_Description of the task_. Reproduce the entries below verbatim, beginning at the line that contains "the form [1057,864]." and continuing through the last line of the entries.

_Records for the task_.
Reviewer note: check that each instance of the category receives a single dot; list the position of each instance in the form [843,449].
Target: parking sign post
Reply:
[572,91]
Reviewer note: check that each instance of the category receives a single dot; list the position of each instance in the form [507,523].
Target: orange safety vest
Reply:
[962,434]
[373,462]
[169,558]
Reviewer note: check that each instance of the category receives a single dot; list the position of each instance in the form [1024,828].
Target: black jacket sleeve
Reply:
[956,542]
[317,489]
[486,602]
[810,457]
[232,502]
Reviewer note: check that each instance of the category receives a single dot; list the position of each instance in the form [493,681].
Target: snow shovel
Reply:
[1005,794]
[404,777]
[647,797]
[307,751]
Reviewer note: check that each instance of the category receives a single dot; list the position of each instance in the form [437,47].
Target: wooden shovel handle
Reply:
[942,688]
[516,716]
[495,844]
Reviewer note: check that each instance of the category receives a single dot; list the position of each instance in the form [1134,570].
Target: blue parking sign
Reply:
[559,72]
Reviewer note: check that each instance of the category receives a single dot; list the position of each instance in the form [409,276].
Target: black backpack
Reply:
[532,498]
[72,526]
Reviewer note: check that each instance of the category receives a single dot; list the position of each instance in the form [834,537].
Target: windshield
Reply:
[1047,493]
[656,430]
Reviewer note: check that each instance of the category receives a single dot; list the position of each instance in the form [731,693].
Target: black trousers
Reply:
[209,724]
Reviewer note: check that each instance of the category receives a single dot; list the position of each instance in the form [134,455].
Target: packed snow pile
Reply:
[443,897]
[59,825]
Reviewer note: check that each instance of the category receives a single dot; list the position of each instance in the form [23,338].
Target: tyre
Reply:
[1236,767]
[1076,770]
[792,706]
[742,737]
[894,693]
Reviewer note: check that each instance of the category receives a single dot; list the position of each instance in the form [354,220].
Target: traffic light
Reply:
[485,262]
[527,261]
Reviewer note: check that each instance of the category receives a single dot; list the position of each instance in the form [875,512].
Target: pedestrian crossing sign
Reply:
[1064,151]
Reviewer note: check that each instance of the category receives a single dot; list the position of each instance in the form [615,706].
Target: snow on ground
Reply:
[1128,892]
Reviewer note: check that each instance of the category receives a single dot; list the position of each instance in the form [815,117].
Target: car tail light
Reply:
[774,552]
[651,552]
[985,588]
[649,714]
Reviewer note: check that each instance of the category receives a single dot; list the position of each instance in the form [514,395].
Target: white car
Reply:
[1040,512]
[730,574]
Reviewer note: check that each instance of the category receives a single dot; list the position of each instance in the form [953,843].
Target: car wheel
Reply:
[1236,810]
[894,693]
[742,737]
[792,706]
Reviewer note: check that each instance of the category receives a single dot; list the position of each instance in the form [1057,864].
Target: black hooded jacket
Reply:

_Final result_.
Reviewer note: check that each instance of the category receives a single dot; list the position of each instance in the form [1057,864].
Target: black hooded jacket
Reply:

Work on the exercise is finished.